▶ SOURCE DOCUMENT
When XML is transformed into something else, in most cases XSLT comes to play. One of the challenges of XSLT is to select just the nodes you are interested in. This task is done by XPath, “a query language for selecting nodes from a XML document.”
However, it can be tedious to create a XPath expression, run the transformation, and check if you got the expected result. After hours of debugging you find out: It’s the wrong XPath expression!
To make it easier: Test your XPath expressions in the internal xmllint shell!
Using Easy XPath Expressions
Generally, xmllint is known as a popular tool to validate your XML structure. Mostly unknown is its internal shell. With this shell you can make some spiffy XPath tests and check if it returns exactly what you want. Let’s consider the following DocBook 4 document:
<book lang="en"> <title>Dancing with Penguins</title> <bookinfo> <author> <firstname>Tux</firstname> <surname>Penguin</surname> </author> </bookinfo> <chapter id="know.penguins"> <title>Getting to Know Penguins</title> <abstract> <para>Penguins are cute.</para> </abstract> <sect1> <title>The Head</title> <para>...</para> </sect1> <!-- A small comment --> <sect1 id="penguin.coat"> <title>The Coat</title> <para>...</para> </sect1> </chapter> </book>
The content is not so important than the structure. To examine some XPath features of xmllint, we load the document into its shell using its --shell option:
xmllint --shell penguin-dance.xml
You first see the prompt:
/ >
The prompt shows you the path to your current node. After loading you just see the root node, which is indicated as /. Pretty similar than a Linux path notation.
Use help to list all available commands. For this little post, we focus on the xpath command. It evaluates an XPath expression in the context and prints the result. Let’s try an absolute XPath:
/ > xpath /book
Object is a Node Set :
Set contains 1 nodes:
1 ELEMENT book
ATTRIBUTE lang
TEXT
content=en
Well, that was to be expected. The interesting part is, you can change the context. For example, we could change it to the first chapter:
/ > cd book/chapter
chapter >
Surprised we didn’t use an absolute XPath? Well, our context was already the root node, containing the book node. In this case, it doesn’t matter to use a relative or absolute XPath. Both lead to the same node. However, this is not always the case.

▶ SUPPLIED ENTRIES
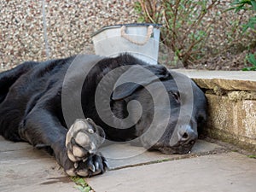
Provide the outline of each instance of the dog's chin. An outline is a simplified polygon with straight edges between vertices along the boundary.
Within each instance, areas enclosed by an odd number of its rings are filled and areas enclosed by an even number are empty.
[[[193,145],[189,146],[176,146],[176,147],[152,147],[148,150],[158,150],[166,154],[185,154],[191,151]]]

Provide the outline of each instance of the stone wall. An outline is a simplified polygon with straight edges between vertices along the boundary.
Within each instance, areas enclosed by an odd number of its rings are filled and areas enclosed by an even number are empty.
[[[256,152],[255,72],[177,70],[206,91],[210,137]]]
[[[1,0],[0,68],[93,53],[91,34],[104,26],[137,21],[133,8],[131,0]]]

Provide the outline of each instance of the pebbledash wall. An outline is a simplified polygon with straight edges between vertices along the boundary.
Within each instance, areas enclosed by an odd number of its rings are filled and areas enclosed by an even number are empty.
[[[206,133],[256,152],[256,73],[177,70],[206,90]]]
[[[9,69],[24,61],[92,54],[90,36],[95,32],[104,26],[137,20],[134,3],[1,0],[0,68]]]

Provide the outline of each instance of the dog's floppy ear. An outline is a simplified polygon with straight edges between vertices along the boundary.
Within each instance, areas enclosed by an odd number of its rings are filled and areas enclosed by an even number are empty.
[[[116,82],[112,100],[119,100],[131,96],[140,86],[145,86],[157,79],[171,78],[168,70],[160,65],[131,66]]]

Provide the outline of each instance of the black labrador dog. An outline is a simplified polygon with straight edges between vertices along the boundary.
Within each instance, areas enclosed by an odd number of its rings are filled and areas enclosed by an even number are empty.
[[[103,143],[189,153],[206,108],[186,76],[127,54],[28,61],[0,73],[0,134],[47,149],[71,176],[104,172]]]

▶ SHORT EXERCISE 1
According to the xmllint text, which option loads a document into the xmllint shell?
▶ SHORT EXERCISE 2
Retype the part of the xmllint text that opens with the words containing "When XML is" and closes with "wrong XPath expression!".

▶ FULL RESPONSE 1
The --shell option.

▶ FULL RESPONSE 2
When XML is transformed into something else, in most cases XSLT comes to play. One of the challenges of XSLT is to select just the nodes you are interested in. This task is done by XPath, “a query language for selecting nodes from a XML document.”
However, it can be tedious to create a XPath expression, run the transformation, and check if you got the expected result. After hours of debugging you find out: It’s the wrong XPath expression!